[Region pointing data]
________
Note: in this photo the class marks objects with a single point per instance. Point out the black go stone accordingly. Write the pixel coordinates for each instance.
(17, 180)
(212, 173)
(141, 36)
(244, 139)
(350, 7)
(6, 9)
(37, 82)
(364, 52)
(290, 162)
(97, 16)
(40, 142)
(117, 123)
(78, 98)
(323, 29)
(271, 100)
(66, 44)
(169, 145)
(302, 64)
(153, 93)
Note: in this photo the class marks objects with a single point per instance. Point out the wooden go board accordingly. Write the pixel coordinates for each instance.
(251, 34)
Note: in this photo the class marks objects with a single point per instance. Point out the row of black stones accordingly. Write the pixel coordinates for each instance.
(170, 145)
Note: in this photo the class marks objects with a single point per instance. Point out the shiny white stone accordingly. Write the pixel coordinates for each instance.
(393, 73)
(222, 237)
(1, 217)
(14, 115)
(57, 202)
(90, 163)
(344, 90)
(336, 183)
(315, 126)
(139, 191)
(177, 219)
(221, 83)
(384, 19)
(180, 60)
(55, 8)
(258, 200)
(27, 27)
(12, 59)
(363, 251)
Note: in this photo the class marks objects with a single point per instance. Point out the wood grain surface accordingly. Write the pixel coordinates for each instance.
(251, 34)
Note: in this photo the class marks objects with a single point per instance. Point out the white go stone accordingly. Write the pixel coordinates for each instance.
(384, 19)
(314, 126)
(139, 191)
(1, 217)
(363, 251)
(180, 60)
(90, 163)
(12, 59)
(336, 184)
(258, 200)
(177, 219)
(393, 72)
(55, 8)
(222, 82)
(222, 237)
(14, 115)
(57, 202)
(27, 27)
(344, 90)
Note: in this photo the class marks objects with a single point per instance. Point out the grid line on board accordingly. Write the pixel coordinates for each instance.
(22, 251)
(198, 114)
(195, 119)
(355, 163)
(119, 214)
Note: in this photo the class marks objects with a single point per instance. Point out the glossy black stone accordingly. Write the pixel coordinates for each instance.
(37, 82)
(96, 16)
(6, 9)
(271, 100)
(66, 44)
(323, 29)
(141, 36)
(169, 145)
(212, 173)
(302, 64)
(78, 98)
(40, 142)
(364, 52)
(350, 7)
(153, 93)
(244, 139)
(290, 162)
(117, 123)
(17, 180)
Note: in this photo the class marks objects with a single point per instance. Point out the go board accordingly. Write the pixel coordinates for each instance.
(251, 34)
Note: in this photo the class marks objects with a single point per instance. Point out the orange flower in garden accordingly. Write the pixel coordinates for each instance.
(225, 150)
________
§ Exercise prompt
What you return should consist solely of the lines from the one containing "the go board" through the end of the entries above, reproduced exactly.

§ Response box
Note: in this photo the class marks objects with a single point per instance. Point out the go board accordingly. Write the pixel coordinates for each instance.
(251, 34)
Note: in this photo the class marks objects with a single point per instance. Point out the orange flower in garden accordingly. Write the pixel coordinates for each instance.
(225, 150)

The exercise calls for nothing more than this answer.